* **TEXT EXCERPT**
--- --- ---

Rating: If you are stuck on a plane and can't get to sleep watch it...or at least half of it.

Magicians (2007): Dir. Andrew O'Connor
Cast: David 'Hitler Haircut' Mitchell, Robert 'Ginger Fringe' Webb, Peter 'Fluffy Bonce' Capaldi, Jessica 'Luscious Locks' Stephenson.
So the people who wrote Peep Show get the principle cast from Peep Show and try to make a film...all signs point to a comedy of epic proportions. Having brought delight to those with nothing better to do on a Friday the comic dynamite of Armstrong & Bain manage to bring what can only be seen as a well...durge. I don't even know what that means but this is it. Probably blinded by envisigioning the potential for magic-laden puns in publications across the nation they manage to bring a below-average laugh-free romp through meaningless cinema.
Mitchell and Webb play tandem magicians who part ways when Mitchell's bumbling baffoon Harry (think Mark from Peep Show) decapitates his wife in a trick-gone-bad. Four years later Karl (think Jez from Peep Show) is trying a Derren Brown act, while Harry is unemployed. For no reason they decide to reunite for a competition in Jersey. Blah, blah, blah. Who gives a fuck. Seriously drab and tiresome speckled with as many laughs as healthy nutrients in a fry up. The odd titter could be heard but the other six people in attendance showed that this is more Black Ball than The Full Monty. Even the usual humour of Peep Show seems tired when they string nonsensical adjectives to swear-words ('man-cock', 'piss-shit', so on). Supporting cast is lost and Stephenson has to play insane/loveable in one character with way too many facial expressions. Peter Capaldi brings some hope but its a small part in a big jigsaw that makes a wanky picture. Avoid.
Rating: 1/5. When the ticket seller tells you how the Refund System works you know you're in trouble.

Spiderman 3 (2007): Dir. Sam Raimi
Cast (in order of likeability): Bruce Campbell, Topher Grace, JK Simmons, Thomas Hayden Church, Bryce Dallas Howard, James Franco, Tobey Macguire, the city of New York, a pigeon, mud, random extra, Kirsten Dunst.

--- --- ---

* **RECORDS**
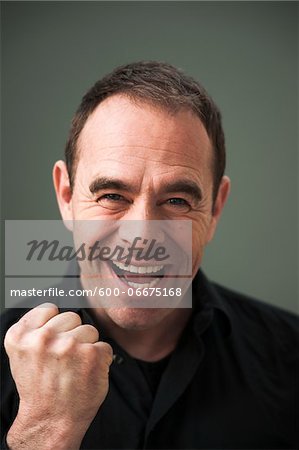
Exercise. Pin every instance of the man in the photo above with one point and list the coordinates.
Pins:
(147, 144)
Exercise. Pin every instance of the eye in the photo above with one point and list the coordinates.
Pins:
(179, 204)
(112, 201)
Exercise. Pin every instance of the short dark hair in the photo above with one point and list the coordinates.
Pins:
(160, 84)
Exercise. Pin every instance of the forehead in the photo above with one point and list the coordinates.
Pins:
(120, 127)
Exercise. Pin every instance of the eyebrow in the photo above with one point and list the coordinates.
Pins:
(101, 183)
(186, 186)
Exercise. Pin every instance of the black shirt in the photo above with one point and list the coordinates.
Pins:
(231, 383)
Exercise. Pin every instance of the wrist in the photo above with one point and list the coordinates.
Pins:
(28, 433)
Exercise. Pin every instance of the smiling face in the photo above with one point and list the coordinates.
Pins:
(139, 162)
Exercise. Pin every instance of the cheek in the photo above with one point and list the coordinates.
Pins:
(200, 233)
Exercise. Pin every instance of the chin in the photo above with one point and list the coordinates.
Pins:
(137, 318)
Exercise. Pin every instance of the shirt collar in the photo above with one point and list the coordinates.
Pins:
(207, 300)
(207, 304)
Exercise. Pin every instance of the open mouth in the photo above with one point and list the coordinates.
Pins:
(138, 276)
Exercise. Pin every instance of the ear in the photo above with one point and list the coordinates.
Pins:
(222, 195)
(63, 191)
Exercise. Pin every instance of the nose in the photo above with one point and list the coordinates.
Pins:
(146, 231)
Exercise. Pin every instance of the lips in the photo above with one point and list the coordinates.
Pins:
(138, 276)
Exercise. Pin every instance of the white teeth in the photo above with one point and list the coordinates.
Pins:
(143, 285)
(138, 269)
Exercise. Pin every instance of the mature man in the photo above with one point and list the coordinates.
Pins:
(147, 144)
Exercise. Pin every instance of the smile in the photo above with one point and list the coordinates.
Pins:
(138, 276)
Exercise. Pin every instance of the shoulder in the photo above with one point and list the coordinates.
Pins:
(259, 321)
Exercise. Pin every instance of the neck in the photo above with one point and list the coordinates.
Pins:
(147, 344)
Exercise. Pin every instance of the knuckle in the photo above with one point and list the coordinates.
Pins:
(72, 316)
(13, 336)
(66, 346)
(93, 331)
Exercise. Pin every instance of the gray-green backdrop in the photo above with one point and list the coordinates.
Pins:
(245, 54)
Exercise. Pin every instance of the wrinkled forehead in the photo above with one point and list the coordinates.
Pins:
(120, 123)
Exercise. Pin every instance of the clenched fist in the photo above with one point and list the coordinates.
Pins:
(61, 373)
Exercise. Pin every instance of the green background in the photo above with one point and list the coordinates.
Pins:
(244, 53)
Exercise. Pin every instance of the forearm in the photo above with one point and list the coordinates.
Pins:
(43, 435)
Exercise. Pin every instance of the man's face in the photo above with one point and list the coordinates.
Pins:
(146, 150)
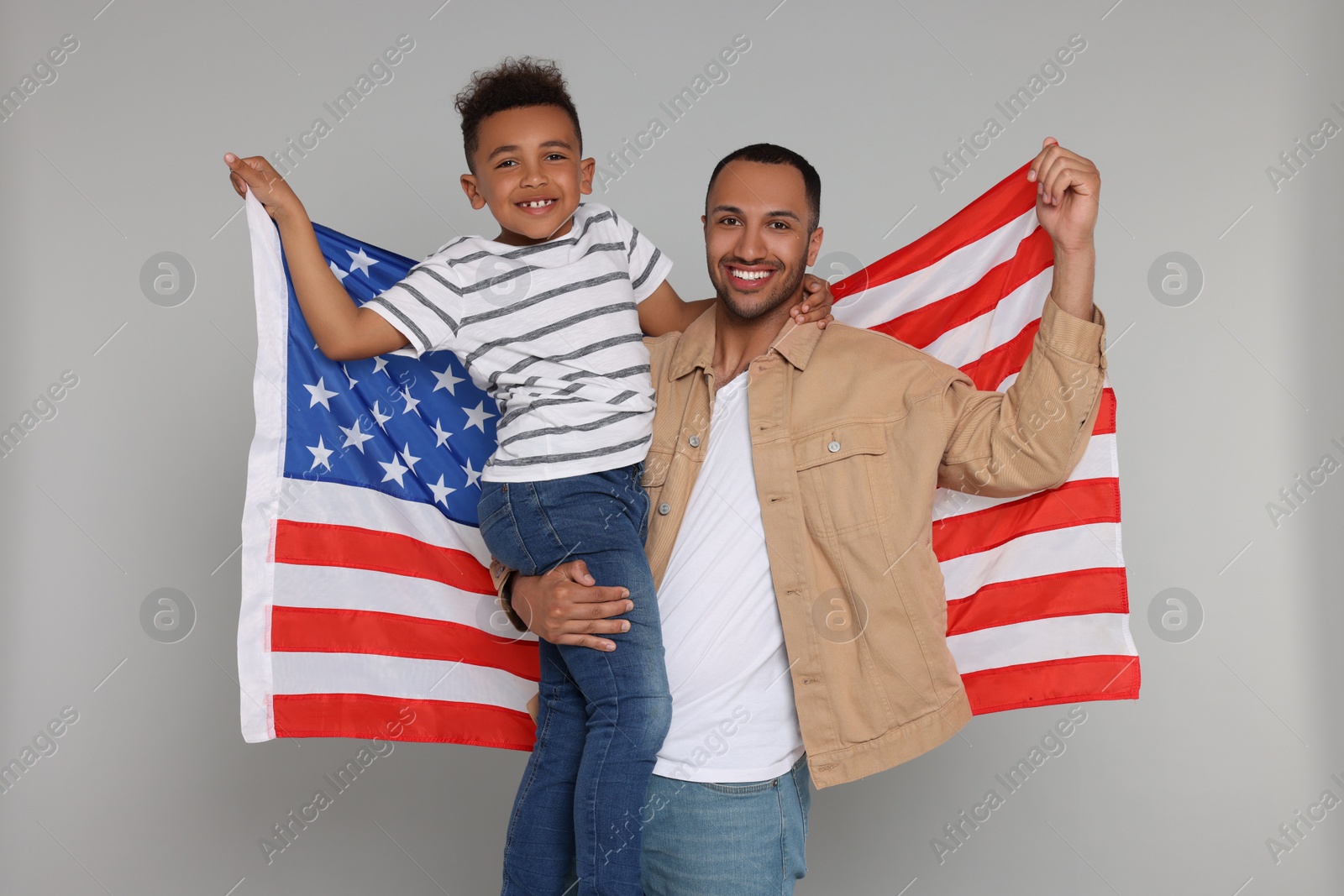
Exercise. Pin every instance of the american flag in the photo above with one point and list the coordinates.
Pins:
(1038, 606)
(365, 578)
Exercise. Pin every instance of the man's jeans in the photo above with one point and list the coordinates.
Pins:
(602, 715)
(745, 839)
(726, 840)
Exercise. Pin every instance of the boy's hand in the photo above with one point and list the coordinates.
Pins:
(257, 175)
(816, 302)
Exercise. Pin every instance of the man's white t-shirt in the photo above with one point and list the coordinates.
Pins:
(732, 711)
(551, 333)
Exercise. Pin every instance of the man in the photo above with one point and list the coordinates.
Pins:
(792, 476)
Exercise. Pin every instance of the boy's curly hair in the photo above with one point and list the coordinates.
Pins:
(512, 83)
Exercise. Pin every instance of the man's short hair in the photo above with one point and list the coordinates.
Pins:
(773, 155)
(511, 85)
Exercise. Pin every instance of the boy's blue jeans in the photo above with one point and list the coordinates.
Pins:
(604, 714)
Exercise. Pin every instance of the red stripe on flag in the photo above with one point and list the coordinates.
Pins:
(356, 548)
(1042, 684)
(1070, 504)
(924, 325)
(1058, 594)
(995, 365)
(360, 715)
(1005, 201)
(322, 631)
(1106, 412)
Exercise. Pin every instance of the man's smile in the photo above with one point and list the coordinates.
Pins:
(749, 278)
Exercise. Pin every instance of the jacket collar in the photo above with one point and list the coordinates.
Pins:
(696, 348)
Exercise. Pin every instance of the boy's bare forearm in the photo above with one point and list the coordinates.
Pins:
(328, 309)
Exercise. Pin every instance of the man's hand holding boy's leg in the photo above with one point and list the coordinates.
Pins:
(568, 606)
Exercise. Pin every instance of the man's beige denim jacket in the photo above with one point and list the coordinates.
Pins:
(851, 432)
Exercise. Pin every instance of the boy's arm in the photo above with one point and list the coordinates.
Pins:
(665, 312)
(344, 331)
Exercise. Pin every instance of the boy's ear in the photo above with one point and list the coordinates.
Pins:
(474, 194)
(588, 167)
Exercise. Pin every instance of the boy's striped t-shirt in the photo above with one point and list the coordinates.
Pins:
(551, 333)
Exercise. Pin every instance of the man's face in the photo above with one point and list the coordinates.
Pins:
(528, 172)
(756, 237)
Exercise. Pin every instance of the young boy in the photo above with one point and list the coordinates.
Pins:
(546, 317)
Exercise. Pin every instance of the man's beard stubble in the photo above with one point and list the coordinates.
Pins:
(779, 296)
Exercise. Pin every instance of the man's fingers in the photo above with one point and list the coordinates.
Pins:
(586, 641)
(575, 571)
(613, 606)
(1047, 147)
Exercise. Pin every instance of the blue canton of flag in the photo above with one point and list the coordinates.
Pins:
(416, 429)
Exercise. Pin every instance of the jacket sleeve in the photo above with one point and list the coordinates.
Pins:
(1032, 436)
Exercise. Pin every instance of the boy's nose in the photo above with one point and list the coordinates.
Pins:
(534, 176)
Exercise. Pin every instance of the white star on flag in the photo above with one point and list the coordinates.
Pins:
(394, 470)
(410, 458)
(410, 402)
(477, 417)
(441, 490)
(354, 437)
(360, 261)
(320, 394)
(322, 454)
(380, 417)
(447, 380)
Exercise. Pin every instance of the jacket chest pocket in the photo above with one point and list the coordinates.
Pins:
(844, 477)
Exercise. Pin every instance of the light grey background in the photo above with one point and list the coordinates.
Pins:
(138, 483)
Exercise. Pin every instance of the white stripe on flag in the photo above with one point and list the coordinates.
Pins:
(1042, 640)
(1099, 463)
(1079, 547)
(369, 590)
(264, 464)
(338, 504)
(400, 678)
(1001, 324)
(953, 273)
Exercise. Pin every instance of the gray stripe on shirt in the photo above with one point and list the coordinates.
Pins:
(416, 331)
(575, 456)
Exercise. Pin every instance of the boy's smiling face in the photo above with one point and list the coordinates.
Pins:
(528, 170)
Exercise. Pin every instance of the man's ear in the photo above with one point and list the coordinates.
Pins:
(813, 246)
(586, 168)
(474, 192)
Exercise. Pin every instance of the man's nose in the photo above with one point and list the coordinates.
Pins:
(752, 244)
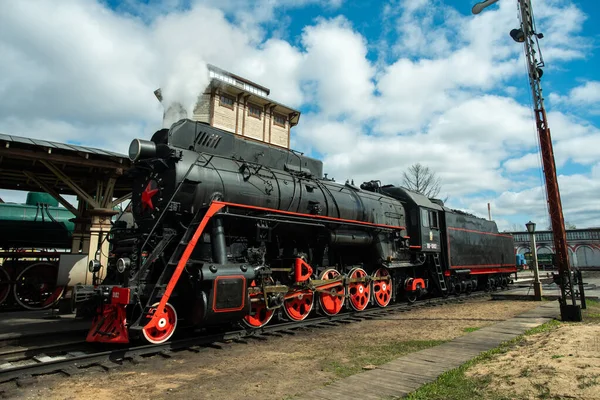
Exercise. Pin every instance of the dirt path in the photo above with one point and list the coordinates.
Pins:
(564, 363)
(281, 366)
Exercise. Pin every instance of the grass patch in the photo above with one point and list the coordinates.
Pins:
(376, 354)
(587, 381)
(592, 312)
(454, 384)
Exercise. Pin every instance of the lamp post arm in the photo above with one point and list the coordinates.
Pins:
(477, 8)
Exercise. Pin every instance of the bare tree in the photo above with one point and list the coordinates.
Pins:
(421, 179)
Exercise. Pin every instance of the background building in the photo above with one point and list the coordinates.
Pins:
(583, 245)
(237, 105)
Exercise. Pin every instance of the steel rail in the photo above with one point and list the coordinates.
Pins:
(75, 362)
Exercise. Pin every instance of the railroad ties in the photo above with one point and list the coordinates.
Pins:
(20, 365)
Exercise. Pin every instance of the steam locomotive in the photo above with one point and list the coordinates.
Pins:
(228, 230)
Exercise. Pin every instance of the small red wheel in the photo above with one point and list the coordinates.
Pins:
(382, 290)
(165, 327)
(332, 300)
(298, 304)
(359, 292)
(35, 288)
(259, 315)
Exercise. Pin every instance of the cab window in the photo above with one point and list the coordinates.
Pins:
(425, 218)
(433, 220)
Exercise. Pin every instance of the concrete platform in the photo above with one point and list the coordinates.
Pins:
(406, 374)
(21, 324)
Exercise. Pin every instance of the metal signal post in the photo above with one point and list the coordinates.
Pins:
(527, 35)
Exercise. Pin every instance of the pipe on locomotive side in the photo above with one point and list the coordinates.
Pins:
(349, 237)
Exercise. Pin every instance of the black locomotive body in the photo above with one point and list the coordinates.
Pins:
(229, 230)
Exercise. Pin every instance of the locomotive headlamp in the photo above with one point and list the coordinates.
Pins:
(94, 266)
(123, 264)
(139, 149)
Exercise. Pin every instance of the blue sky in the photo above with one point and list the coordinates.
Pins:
(381, 85)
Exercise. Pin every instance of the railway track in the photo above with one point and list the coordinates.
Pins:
(71, 357)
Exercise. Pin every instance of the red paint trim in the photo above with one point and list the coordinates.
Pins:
(212, 210)
(411, 285)
(111, 320)
(119, 296)
(298, 275)
(220, 278)
(482, 233)
(224, 203)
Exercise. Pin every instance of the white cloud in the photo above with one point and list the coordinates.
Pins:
(586, 95)
(530, 160)
(336, 61)
(436, 96)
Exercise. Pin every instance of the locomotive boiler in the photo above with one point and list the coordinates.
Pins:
(228, 230)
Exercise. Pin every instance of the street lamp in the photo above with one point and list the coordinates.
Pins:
(535, 62)
(537, 286)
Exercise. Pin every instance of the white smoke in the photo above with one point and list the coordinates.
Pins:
(184, 82)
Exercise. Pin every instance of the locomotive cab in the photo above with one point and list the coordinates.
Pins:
(424, 218)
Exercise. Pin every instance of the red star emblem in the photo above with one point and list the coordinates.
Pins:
(147, 195)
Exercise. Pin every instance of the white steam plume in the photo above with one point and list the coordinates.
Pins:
(185, 81)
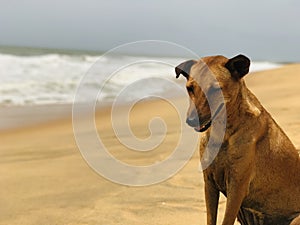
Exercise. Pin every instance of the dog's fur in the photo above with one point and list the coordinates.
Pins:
(257, 167)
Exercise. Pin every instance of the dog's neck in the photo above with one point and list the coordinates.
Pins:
(244, 106)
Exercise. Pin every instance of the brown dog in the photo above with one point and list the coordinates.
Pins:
(257, 167)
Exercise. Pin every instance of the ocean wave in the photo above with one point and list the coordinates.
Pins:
(54, 78)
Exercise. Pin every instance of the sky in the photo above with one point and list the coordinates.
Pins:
(262, 29)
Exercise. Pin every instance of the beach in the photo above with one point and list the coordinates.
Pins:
(45, 180)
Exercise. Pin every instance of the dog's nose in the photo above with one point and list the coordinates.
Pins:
(192, 121)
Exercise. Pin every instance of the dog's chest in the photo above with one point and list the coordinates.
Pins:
(217, 172)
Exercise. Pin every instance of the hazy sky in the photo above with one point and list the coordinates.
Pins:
(262, 29)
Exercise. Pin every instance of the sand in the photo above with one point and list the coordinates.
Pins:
(45, 180)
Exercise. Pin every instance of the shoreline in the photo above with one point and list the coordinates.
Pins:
(46, 180)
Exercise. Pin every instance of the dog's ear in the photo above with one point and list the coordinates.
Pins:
(238, 66)
(184, 68)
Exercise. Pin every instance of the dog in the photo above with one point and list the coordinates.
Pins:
(256, 167)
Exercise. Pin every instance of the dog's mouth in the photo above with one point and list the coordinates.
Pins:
(204, 126)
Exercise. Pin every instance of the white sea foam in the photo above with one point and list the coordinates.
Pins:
(54, 78)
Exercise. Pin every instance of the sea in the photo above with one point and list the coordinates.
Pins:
(41, 77)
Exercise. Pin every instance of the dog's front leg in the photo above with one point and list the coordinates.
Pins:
(212, 200)
(238, 183)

--- --- ---

* **QUESTIONS TO ANSWER**
A) According to the film reviews, where do the two magicians in Magicians reunite for a competition?
B) Go on with the film reviews, beginning after the Spiderman 3 cast list.
The records have no connection to the film reviews.

* **ANSWERS GIVEN**
A) In Jersey.

B)
There is an old saying...'too many cooks spoil the broth'. Yeah, you've probably already heard that but here is the cinematic equivalent. Having found some cinematic solace in the first effort and going against the grain to despise the second installment phasers were set to 'excited' when this got into proudction.
However, it fails to deliver. Cutely funny and all-round well acted (even moonfaced Kirsten Dunst isn't stupidly fucking annoying) the third Spidey adventure is heavy on the kitsch but low on substance.
Bad guys hang around and wait to fight as Spiderman battles his own demons and geekiness but you all know what happens when you go up against the web-slinger. You get brutally murdered like a muppet in a turbine. Not all bad though Topher Grace ditches his Eric from 'That 70s Show' routine and shows why I've tipped him to be a star, James Franco is seething in his GAP-model frame, JK Simmons is on rapid fire and Thomas Hayden Church excells in a completely absurd role as a sand monster but it seems tired and surely they can't stretch this formula much further.
Rating: I'd give it a tip of the cap for its comedy and a thumbs up for style but in the end it falls short of Half An Excellent Dog.